Saved entries
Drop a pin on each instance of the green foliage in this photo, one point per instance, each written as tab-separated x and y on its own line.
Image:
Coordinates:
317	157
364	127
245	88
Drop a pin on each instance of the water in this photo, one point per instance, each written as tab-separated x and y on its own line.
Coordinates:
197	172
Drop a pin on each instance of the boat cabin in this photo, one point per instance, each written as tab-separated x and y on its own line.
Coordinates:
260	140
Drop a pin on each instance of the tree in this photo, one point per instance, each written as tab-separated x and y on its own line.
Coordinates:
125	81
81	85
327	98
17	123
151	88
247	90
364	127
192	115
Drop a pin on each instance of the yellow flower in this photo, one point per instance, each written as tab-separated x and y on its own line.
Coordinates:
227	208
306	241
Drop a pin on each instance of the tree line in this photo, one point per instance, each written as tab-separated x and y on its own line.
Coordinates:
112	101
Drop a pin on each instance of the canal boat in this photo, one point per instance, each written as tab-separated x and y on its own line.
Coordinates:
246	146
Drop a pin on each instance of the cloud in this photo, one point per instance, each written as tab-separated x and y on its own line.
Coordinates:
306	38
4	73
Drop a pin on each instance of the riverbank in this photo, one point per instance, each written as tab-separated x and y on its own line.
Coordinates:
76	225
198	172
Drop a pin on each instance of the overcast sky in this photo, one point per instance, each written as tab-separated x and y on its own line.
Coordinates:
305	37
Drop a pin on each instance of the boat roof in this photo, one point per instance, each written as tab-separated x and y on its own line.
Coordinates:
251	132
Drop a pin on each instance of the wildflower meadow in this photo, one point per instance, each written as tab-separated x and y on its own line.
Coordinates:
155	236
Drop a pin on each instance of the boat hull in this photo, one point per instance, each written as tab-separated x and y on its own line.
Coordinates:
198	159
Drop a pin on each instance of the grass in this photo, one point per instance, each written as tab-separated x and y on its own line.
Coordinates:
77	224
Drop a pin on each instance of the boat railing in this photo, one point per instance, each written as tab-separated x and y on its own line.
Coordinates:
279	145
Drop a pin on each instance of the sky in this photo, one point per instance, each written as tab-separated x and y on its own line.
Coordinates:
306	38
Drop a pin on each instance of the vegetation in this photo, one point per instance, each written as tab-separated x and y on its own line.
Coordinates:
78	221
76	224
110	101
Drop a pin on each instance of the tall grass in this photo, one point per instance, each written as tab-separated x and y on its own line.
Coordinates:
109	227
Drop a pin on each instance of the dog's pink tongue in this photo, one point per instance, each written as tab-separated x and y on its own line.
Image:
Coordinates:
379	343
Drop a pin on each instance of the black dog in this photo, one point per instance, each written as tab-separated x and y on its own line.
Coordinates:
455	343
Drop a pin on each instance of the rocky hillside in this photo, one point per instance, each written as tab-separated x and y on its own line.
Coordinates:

■ INSTRUCTIONS FOR THE TASK: Set down every entry once more, exactly as it was written above.

■ EXERCISE RESULT:
Drop a pin on each instance of the green foliage in this photo, one point per instance, each written as tab-separated x and y on its own line.
Image:
Coordinates:
317	157
364	127
245	88
Drop a pin on each instance of the water in this photo, one point per instance, each written as tab-separated x and y on its own line.
Coordinates:
197	172
Drop a pin on each instance of the boat cabin in this photo, one point per instance, each written as tab-separated x and y on its own line.
Coordinates:
260	140
Drop a pin on each instance of the tree in this photo, one point per instance, each written as tab-separated x and y on its own line.
Coordinates:
125	81
81	85
327	98
17	123
151	88
247	90
364	127
192	115
Drop a pin on each instance of the yellow flower in this photo, one point per instance, each written as tab-separated x and y on its own line.
Coordinates:
227	208
306	241
Drop a pin on each instance of the tree line in this photo, one point per instance, each written as tab-separated x and y on its own line.
Coordinates:
112	101
Drop a pin on each instance of the canal boat in this photo, one point per instance, each written as tab-separated x and y on its own line.
Coordinates:
246	146
Drop a pin on each instance of the cloud in this photo, one point per instance, each written as tab-separated x and y on its own line.
Coordinates:
306	38
4	73
Drop a pin on each instance of the riverbank in this photo, one point per instance, each written as tab-separated x and y on its own line.
Coordinates:
76	225
198	172
Drop a pin on each instance of the overcast sky in this photo, one point per instance, each written as tab-separated x and y on its own line.
Coordinates:
305	37
Drop a pin on each instance of the boat roof in this photo, one point per instance, each written as tab-separated x and y on its own line.
Coordinates:
251	132
Drop a pin on each instance of the wildflower meadow in this photo, one point per instance, each written as tab-separated x and y on its own line.
Coordinates:
155	236
Drop a pin on each instance of the boat hull in this photo, one point per instance, each written as tab-separated x and y on its own line.
Coordinates:
198	159
Drop a pin on each instance of the grass in this photo, one point per instance, each written as tab-separated x and y on its own line.
Coordinates:
77	224
Drop a pin on each instance of the boat railing in this photo, one point per instance, each written as tab-separated x and y on its own line.
Coordinates:
279	145
Drop a pin on each instance of the sky in this photo, one point per instance, each written as tab-separated x and y on its own line.
Coordinates:
306	38
Drop a pin on each instance of the vegetation in this photo, one point per instance, each written as tab-separated x and y on its own line.
Coordinates:
78	221
76	224
110	101
Drop a pin on each instance of the tall grass in this photo, one point per instance, each written as tab-separated x and y on its own line.
Coordinates:
109	227
Drop a pin on each instance of the dog's pink tongue in this photo, one point per instance, each written as tab-separated x and y on its own line.
Image:
Coordinates:
379	343
Drop a pin on each instance of the black dog in this photo, one point per instance, each written as tab-separated x and y on its own line.
Coordinates:
455	343
Drop a pin on each instance of the rocky hillside in this photo, one point per instance, each written as tab-separated x and y on its own line.
Coordinates:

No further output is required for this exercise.